Monday, November 26, 2007
Hard-line Cuban exiles claim owl is a Castro agent
Rare Owl Rehab
A rare Antillean short-eared owl is back in the Florida wild after two months in rehab.
The bird had been found with a broken pelvis.
"When we see these guys, it is a very special event because we believe we are documenting the expansion of a subspecies of a particular owl from the Caribbean to the mainland as it comes to Florida," scientist Sharron Montgomery said.
Three injured short-eared owls have been through the center in the last two years.
The most recent was likely caught up in a storm in Cuba and blown to Florida, experts said.
"We have seen more and more getting to Miami," Montgomery said. "Maybe they moved through during wind currents and migration patterns."
The officer who found the owl is a bird expert and had worked at the museum wildlife center, so he knew exactly what it was and quickly diagnosed the injury.

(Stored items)
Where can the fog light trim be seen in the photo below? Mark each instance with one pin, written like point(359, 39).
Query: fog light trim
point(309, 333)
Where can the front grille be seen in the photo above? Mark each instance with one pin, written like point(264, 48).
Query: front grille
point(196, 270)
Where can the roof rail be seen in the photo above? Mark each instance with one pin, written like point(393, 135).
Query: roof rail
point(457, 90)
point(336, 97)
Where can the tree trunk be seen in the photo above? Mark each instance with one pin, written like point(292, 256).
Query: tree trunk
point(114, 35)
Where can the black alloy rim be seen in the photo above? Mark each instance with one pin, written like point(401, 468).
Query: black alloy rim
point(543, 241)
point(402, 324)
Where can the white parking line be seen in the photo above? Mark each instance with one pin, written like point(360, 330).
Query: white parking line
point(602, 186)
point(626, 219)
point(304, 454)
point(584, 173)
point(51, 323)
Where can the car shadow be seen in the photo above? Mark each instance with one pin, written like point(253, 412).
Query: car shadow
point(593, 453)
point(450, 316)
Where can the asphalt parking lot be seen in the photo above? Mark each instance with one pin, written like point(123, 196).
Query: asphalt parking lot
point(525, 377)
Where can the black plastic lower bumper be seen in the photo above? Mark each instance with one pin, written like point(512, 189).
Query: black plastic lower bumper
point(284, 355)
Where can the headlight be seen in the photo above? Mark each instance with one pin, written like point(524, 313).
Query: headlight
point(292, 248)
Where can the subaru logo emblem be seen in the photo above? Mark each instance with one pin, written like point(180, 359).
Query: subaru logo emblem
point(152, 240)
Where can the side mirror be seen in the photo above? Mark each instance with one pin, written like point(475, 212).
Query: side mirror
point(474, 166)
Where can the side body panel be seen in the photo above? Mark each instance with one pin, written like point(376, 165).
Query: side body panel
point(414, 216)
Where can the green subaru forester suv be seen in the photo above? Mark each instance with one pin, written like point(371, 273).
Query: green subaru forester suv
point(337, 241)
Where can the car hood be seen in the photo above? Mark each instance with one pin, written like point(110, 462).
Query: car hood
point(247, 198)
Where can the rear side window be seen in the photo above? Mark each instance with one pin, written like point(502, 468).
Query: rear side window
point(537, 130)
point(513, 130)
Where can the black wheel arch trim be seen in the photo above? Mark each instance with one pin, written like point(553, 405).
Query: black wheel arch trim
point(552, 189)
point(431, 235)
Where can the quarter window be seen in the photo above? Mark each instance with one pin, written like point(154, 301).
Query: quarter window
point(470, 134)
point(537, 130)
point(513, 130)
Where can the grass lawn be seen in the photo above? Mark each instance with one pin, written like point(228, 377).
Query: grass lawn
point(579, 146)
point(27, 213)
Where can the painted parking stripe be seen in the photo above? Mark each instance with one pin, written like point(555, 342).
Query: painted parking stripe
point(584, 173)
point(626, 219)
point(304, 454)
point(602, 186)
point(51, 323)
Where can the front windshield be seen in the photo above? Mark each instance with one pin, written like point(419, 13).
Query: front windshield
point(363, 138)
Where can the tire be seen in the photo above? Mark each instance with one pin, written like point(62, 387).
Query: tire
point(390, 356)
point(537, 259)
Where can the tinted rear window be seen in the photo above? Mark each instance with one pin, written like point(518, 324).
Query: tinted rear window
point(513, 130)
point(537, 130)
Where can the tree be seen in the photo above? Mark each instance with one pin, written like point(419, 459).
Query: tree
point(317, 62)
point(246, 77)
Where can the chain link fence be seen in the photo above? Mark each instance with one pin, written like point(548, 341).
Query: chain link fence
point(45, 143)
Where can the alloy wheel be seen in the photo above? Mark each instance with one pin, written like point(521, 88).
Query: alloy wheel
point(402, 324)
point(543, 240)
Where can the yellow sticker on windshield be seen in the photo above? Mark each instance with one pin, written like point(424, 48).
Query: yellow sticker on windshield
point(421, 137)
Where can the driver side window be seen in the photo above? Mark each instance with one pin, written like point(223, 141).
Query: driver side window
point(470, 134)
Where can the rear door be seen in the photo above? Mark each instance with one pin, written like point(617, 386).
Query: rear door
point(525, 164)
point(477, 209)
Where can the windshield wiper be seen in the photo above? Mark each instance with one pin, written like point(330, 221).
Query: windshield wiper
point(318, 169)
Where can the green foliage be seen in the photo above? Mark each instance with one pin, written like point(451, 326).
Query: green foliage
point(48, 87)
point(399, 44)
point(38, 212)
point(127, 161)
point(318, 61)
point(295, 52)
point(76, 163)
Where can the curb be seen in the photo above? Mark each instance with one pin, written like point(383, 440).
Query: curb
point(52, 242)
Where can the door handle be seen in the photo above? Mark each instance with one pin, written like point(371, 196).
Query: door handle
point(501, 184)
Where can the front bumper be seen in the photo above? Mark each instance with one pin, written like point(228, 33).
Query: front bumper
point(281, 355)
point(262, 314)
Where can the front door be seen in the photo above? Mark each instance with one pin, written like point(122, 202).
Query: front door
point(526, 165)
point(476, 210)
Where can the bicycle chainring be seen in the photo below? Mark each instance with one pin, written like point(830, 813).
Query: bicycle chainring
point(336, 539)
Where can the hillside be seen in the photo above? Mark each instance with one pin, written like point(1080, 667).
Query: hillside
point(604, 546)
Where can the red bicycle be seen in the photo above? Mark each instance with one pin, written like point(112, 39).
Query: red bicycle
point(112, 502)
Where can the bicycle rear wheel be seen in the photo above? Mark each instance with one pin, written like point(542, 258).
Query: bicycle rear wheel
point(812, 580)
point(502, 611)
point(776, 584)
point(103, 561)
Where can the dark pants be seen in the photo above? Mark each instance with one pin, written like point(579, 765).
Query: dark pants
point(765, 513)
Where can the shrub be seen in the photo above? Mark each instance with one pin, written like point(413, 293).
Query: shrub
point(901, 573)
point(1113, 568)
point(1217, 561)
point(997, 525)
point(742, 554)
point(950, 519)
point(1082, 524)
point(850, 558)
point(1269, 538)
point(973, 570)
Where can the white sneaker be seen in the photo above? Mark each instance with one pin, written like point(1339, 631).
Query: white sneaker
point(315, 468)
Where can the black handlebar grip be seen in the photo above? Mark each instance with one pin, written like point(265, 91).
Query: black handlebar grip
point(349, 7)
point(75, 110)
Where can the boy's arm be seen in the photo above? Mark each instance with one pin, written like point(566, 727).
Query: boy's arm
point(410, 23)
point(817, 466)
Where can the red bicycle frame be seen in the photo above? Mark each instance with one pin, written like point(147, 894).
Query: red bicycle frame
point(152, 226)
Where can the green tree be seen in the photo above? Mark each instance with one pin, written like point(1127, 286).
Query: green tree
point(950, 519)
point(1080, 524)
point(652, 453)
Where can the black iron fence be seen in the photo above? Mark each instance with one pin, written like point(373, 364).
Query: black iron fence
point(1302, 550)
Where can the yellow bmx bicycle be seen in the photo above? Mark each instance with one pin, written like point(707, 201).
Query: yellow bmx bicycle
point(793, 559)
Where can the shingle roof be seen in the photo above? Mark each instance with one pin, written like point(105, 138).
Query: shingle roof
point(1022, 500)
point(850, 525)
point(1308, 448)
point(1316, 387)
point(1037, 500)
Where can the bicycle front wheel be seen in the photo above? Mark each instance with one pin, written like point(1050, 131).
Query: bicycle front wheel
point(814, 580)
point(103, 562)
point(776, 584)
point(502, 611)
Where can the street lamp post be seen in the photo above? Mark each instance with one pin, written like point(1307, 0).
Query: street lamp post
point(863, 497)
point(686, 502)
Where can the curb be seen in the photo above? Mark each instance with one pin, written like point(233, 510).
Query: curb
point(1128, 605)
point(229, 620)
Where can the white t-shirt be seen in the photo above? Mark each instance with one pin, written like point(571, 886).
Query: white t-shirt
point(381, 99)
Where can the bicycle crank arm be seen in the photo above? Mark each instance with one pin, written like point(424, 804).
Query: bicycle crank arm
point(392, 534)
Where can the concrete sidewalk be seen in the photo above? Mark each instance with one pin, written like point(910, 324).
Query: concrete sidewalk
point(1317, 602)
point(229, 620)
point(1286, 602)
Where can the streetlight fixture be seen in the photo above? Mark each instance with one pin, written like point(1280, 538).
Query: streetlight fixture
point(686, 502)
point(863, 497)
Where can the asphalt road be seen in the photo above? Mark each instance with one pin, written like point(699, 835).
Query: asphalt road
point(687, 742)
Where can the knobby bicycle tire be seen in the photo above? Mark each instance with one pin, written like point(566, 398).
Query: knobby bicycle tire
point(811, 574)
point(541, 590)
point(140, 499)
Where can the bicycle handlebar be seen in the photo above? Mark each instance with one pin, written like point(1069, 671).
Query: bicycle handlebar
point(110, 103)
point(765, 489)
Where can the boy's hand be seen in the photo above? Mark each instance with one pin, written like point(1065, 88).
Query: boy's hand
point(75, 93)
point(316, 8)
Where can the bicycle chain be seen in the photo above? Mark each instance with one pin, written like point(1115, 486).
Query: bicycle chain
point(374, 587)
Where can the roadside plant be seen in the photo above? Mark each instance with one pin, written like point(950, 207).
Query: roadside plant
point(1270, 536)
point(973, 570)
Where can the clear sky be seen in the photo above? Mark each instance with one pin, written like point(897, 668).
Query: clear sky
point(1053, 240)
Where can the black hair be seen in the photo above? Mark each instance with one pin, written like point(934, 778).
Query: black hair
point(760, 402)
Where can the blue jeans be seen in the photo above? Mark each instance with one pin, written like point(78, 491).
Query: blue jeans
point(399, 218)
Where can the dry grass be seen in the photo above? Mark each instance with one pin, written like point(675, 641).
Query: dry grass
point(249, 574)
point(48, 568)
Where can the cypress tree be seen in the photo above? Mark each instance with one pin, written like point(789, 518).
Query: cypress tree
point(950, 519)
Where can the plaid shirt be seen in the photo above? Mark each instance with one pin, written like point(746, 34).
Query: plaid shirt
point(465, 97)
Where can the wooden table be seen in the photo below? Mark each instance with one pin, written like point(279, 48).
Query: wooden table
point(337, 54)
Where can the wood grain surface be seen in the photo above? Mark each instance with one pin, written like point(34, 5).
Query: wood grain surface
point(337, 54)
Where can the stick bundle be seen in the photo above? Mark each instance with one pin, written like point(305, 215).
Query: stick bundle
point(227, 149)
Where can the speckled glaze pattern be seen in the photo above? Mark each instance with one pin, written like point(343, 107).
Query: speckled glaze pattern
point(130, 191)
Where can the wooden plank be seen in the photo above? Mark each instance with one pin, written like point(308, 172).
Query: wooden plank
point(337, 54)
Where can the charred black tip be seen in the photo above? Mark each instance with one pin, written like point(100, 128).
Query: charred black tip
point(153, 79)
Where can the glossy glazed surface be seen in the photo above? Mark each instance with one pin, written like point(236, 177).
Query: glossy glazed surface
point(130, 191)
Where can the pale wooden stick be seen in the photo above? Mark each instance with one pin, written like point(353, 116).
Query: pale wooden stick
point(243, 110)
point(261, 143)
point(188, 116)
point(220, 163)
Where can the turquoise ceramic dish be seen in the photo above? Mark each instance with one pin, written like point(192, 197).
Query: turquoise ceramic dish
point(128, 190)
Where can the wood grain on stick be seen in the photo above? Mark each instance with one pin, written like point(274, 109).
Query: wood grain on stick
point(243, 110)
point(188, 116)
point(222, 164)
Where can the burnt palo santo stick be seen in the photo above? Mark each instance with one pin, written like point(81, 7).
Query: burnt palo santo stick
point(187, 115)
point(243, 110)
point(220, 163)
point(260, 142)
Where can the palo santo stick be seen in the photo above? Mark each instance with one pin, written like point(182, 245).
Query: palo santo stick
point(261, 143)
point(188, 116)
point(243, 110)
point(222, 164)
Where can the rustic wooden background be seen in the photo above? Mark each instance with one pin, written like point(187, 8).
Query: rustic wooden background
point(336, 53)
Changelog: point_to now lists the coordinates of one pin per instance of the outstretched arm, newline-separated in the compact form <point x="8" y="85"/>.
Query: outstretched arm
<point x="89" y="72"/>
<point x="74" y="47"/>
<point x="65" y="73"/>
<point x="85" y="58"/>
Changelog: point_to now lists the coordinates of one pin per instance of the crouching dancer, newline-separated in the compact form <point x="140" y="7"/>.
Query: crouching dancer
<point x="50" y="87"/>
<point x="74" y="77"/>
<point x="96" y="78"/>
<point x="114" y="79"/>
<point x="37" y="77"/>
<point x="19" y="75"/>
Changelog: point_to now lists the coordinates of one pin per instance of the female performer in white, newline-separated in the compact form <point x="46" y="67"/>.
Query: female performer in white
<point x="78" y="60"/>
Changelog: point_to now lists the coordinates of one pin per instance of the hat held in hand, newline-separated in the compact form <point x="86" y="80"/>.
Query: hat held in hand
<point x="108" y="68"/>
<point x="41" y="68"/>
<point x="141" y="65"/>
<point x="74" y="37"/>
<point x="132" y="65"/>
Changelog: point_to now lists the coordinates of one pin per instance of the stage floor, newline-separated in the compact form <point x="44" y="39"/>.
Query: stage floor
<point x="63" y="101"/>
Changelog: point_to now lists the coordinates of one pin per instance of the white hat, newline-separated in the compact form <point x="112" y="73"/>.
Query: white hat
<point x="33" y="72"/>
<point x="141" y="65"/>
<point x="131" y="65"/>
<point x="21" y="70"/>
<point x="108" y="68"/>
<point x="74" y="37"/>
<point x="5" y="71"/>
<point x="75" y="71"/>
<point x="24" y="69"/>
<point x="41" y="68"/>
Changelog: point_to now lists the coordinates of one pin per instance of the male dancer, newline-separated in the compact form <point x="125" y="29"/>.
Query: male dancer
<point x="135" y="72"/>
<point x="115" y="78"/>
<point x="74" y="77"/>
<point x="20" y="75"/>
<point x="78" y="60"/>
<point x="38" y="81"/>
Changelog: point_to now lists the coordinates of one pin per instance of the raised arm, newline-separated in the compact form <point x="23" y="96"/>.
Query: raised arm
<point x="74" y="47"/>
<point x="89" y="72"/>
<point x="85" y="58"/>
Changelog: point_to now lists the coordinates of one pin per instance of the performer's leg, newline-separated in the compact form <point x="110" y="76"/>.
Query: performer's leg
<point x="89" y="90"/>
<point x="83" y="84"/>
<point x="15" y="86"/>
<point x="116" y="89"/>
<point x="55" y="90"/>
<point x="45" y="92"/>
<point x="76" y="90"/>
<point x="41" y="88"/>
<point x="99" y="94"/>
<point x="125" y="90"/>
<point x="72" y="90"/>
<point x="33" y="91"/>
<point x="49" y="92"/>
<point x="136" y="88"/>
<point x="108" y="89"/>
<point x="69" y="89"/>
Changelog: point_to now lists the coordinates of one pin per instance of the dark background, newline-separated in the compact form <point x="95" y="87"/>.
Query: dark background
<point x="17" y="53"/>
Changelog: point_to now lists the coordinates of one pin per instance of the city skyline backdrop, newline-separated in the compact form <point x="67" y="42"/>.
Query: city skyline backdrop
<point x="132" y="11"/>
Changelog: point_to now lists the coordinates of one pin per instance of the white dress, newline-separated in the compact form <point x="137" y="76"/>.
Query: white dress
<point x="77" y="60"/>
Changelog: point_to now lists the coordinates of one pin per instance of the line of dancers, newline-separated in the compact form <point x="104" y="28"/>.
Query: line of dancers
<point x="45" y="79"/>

Task >>
In the owl article, rewrite the passage that begins at "The bird had" and stops after "Florida, experts said.", swapping "pelvis" for "wing".

Written solution >>
The bird had been found with a broken wing.
"When we see these guys, it is a very special event because we believe we are documenting the expansion of a subspecies of a particular owl from the Caribbean to the mainland as it comes to Florida," scientist Sharron Montgomery said.
Three injured short-eared owls have been through the center in the last two years.
The most recent was likely caught up in a storm in Cuba and blown to Florida, experts said.